▸ The input:
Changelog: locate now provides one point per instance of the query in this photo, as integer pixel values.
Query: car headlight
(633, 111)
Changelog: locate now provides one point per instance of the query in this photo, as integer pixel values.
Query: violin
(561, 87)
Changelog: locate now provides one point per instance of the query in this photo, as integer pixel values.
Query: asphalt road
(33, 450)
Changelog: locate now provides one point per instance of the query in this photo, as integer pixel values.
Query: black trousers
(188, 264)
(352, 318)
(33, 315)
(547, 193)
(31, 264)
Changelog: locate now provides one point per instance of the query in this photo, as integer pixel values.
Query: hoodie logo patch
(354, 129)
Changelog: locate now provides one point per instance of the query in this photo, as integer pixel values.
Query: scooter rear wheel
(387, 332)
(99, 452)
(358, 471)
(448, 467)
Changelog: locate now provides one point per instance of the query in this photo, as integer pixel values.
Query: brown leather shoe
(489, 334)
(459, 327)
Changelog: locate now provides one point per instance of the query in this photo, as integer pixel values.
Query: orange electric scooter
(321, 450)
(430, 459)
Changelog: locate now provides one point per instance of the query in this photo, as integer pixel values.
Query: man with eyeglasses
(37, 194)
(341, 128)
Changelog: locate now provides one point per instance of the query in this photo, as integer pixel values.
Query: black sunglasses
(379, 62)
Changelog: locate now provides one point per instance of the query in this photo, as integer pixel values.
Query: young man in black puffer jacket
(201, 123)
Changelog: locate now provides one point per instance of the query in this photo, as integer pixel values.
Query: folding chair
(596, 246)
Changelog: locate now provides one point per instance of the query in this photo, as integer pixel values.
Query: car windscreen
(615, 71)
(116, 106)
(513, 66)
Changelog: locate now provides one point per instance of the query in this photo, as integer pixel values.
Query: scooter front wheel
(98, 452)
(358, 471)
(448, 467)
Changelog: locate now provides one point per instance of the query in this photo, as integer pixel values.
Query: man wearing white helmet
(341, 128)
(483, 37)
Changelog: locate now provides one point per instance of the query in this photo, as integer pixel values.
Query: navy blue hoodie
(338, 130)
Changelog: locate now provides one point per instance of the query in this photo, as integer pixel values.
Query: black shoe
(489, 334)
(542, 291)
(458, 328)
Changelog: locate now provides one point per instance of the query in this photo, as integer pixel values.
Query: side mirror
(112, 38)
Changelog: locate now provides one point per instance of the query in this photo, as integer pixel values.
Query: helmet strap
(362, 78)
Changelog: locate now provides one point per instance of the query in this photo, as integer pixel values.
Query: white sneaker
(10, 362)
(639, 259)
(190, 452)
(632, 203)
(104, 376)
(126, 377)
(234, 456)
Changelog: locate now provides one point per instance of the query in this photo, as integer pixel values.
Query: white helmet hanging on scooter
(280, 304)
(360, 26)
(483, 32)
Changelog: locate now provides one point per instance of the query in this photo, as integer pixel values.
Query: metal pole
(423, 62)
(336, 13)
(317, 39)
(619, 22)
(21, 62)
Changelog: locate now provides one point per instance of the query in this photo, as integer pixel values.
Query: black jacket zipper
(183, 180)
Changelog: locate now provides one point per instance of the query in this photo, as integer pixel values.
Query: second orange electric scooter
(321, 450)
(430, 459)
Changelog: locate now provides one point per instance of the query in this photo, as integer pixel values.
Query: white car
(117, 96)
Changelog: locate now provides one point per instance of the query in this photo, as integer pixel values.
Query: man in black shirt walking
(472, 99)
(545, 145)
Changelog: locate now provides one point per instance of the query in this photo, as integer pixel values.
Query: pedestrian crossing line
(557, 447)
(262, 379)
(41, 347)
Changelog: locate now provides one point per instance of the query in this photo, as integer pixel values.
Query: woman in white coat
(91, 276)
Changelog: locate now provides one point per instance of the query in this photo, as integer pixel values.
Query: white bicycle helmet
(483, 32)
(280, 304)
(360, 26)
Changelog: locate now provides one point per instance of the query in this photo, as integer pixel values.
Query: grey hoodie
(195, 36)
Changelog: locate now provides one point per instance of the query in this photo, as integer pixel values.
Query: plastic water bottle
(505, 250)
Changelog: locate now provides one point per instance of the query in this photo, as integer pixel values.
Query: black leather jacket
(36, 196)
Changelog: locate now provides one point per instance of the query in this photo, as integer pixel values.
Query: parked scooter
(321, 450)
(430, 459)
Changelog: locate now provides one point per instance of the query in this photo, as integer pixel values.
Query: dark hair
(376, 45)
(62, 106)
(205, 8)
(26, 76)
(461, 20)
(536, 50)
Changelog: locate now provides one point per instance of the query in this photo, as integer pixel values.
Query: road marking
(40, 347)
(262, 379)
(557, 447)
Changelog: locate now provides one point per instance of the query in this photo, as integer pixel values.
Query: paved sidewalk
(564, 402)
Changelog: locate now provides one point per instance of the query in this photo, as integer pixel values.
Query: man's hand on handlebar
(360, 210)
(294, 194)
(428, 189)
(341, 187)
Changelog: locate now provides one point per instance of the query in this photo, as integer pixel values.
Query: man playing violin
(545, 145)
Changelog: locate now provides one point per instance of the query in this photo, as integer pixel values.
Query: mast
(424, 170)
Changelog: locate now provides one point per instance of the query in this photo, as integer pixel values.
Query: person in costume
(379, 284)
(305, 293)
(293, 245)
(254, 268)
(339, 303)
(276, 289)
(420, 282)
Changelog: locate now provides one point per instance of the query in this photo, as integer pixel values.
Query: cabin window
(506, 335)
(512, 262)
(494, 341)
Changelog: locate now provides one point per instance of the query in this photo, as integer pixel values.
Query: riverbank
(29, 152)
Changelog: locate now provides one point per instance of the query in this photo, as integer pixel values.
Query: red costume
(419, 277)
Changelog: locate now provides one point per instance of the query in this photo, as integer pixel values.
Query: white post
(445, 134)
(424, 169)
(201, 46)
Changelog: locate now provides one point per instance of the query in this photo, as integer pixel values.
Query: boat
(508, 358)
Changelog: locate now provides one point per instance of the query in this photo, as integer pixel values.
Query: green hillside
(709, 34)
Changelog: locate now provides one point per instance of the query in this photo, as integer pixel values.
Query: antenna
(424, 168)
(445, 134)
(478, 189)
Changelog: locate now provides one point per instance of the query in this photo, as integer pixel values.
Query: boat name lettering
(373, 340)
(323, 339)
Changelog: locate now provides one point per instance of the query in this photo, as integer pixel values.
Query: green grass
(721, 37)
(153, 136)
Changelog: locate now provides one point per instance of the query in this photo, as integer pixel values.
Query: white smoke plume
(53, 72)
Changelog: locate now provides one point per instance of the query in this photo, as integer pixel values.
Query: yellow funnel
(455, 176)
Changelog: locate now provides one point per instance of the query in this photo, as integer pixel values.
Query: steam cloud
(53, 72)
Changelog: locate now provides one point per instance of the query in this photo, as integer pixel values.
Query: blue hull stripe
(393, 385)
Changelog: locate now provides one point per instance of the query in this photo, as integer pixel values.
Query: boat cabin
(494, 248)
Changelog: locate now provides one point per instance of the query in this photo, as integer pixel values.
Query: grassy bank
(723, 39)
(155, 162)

▸ Description of the task:
All of the material should appear again, reproduced word for word.

▸ Written answer:
Changelog: locate now provides one point per instance of the query in this photo, as integer pixel values.
Query: car headlight
(633, 111)
Changelog: locate now provides one point per instance of the query in this photo, as integer pixel values.
Query: violin
(561, 87)
Changelog: locate now provides one point per instance of the query in this photo, as integer pixel values.
Query: asphalt road
(33, 450)
Changelog: locate now provides one point per instance of the query in this photo, as integer pixel values.
Query: black trousers
(188, 264)
(352, 318)
(33, 315)
(547, 193)
(31, 264)
Changelog: locate now provides one point per instance of the query in this photo, as integer pixel values.
Query: hoodie logo patch
(354, 129)
Changelog: locate now provides one point per instance of the query in this photo, as integer pixel values.
Query: scooter rear wheel
(387, 332)
(99, 452)
(358, 471)
(448, 467)
Changelog: locate now provides one point per instance of the query in this photo, as integer pixel values.
Query: brown leather shoe
(489, 334)
(459, 327)
Changelog: locate now provides one point per instance of the query in this photo, as integer pixel values.
Query: orange electric scooter
(321, 450)
(430, 459)
Changelog: locate now provides one point per instance of the query in this photo, as integer pixel values.
Query: man with eyeglasses
(37, 194)
(341, 128)
Changelog: locate now provides one point per instance of the query in this photo, as integer pixel values.
Query: black sunglasses
(379, 62)
Changelog: locate now provides one point per instance of the query in this photo, as integer pixel values.
Query: young man in black puffer jacket
(201, 123)
Changelog: locate now provides one point per instance of the query in this photo, as integer pixel values.
Query: folding chair
(596, 246)
Changelog: locate now provides one point per instance of the query in this photo, as integer pixel values.
Query: car windscreen
(615, 71)
(116, 106)
(513, 66)
Changelog: locate now provides one point per instance of the query in this photo, as integer pixel values.
Query: scooter front wheel
(98, 452)
(358, 471)
(448, 467)
Changelog: locate now provides one point per instance of the query in this photo, as integer pixel values.
Query: man wearing white helmet
(341, 128)
(483, 37)
Changelog: locate now provides one point per instance of the query in this photo, as integer pixel values.
Query: navy blue hoodie
(338, 130)
Changelog: locate now provides one point per instance of the query in this photo, as integer pixel values.
Query: black shoe
(489, 334)
(542, 291)
(458, 328)
Changelog: locate now provides one point per instance of the query in this photo, as integer pixel values.
Query: side mirror
(112, 38)
Changelog: locate now provides one point per instance of the query in this photo, as integer pixel values.
Query: helmet strap
(362, 78)
Changelog: locate now provides one point per instance of the query in this photo, as integer pixel values.
Query: white sneaker
(10, 362)
(639, 259)
(190, 452)
(632, 203)
(104, 376)
(126, 377)
(234, 456)
Changelog: locate now provides one point per instance of the query in this photo, as integer pixel values.
Query: white helmet hanging on scooter
(280, 304)
(360, 26)
(483, 32)
Changelog: locate now provides one point per instance of the query in this photo, as integer pixel values.
Query: metal pole
(423, 62)
(336, 13)
(317, 39)
(619, 22)
(21, 62)
Changelog: locate now provides one point per instance of the query in this photo, as integer pixel values.
Query: black jacket zipper
(183, 180)
Changelog: locate now provides one point per instance of the query in this photo, as integer pixel values.
Query: second orange electric scooter
(321, 450)
(430, 459)
Changelog: locate now provides one point per instance of the query in this photo, as integer pixel values.
Query: white car
(117, 96)
Changelog: locate now provides one point per instance of the query in this photo, as integer pixel values.
Query: man in black shirt walking
(472, 99)
(545, 145)
Changelog: locate now provides one point per instance of the query in this photo, as integer pixel values.
Query: pedestrian crossing line
(557, 447)
(262, 379)
(41, 347)
Changelog: locate now provides one point per instance of the query in this photo, as integer pixel values.
Query: woman in white coat
(91, 276)
Changelog: locate now provides one point per instance of the query in this photo, as integer pixel values.
Query: white bicycle helmet
(483, 32)
(280, 304)
(360, 26)
Changelog: locate now provides one point per instance of the query in this photo, as integer pixel values.
Query: grey hoodie
(195, 36)
Changelog: locate now provides one point per instance of the query in this photo, as integer pixel values.
Query: plastic water bottle
(505, 250)
Changelog: locate now provides one point per instance of the query in this photo, as integer pixel values.
Query: black leather jacket
(36, 196)
Changelog: locate now provides one point per instance of the query in this photo, as integer pixel values.
Query: parked scooter
(321, 450)
(430, 459)
Changelog: locate now provides one point per instance of the query in this photo, as integer pixel values.
Query: dark hair
(376, 45)
(62, 106)
(205, 8)
(26, 76)
(461, 20)
(536, 50)
Changelog: locate now provides one point per instance of the query in this photo, as integer pixel values.
Query: road marking
(40, 347)
(262, 379)
(557, 447)
Changelog: locate now provides one point per instance of the query in this photo, as integer pixel values.
Query: paved sidewalk
(564, 402)
Changelog: locate now provides one point per instance of the query in this photo, as integer pixel values.
Query: man's hand on handlebar
(360, 210)
(294, 194)
(428, 189)
(341, 187)
Changelog: locate now provides one point per instance of the query in this photo, as integer pixel values.
Query: man playing violin
(545, 145)
Changelog: locate now provides one point per instance of the query in this photo, as integer pixel values.
Query: mast
(424, 170)
Changelog: locate now provides one point per instance of the query in this photo, as integer pixel values.
Query: person in costume
(379, 284)
(305, 293)
(293, 245)
(254, 268)
(339, 303)
(276, 289)
(420, 282)
Changelog: locate now provides one point per instance of the query in this photo, as integer pixel values.
Query: cabin window
(506, 335)
(512, 262)
(494, 341)
Changelog: locate now provides one point per instance of the query in this photo, as integer pixel values.
Query: riverbank
(29, 152)
Changelog: locate now provides one point per instance of the query in this photo, as integer pixel values.
Query: red costume
(419, 277)
Changelog: locate now provides one point per instance of the query in this photo, as integer pixel values.
Query: white post
(445, 134)
(424, 169)
(201, 46)
Changelog: locate now provides one point per instance of the query in this photo, as integer pixel values.
Query: boat
(508, 358)
Changelog: locate now provides one point per instance of the query in this photo, as integer pixel values.
Query: green hillside
(709, 34)
Changelog: locate now provides one point per instance of the query in this photo, as integer pixel values.
Query: antenna
(424, 168)
(445, 134)
(478, 189)
Changelog: locate now provides one point per instance of the query in this photo, as integer pixel values.
Query: boat name lettering
(373, 340)
(323, 339)
Changelog: locate now provides one point per instance of the query in this photo, as integer pixel values.
Query: green grass
(721, 37)
(153, 136)
Changelog: locate now provides one point per instance of the query in this photo, as integer pixel values.
Query: white smoke plume
(53, 72)
Changelog: locate now provides one point per instance of the query in this photo, as integer pixel values.
Query: yellow funnel
(455, 176)
Changelog: locate now provides one point per instance of the query in this photo, as integer pixel values.
Query: steam cloud
(53, 72)
Changelog: locate now provides one point per instance of the query in this photo, as integer pixel values.
Query: blue hull stripe
(393, 385)
Changelog: locate now provides one point per instance of the query in this photo, as integer pixel values.
Query: boat cabin
(494, 248)
Changelog: locate now provides one point per instance of the query in this photo, as integer pixel values.
Query: grassy bank
(723, 39)
(155, 162)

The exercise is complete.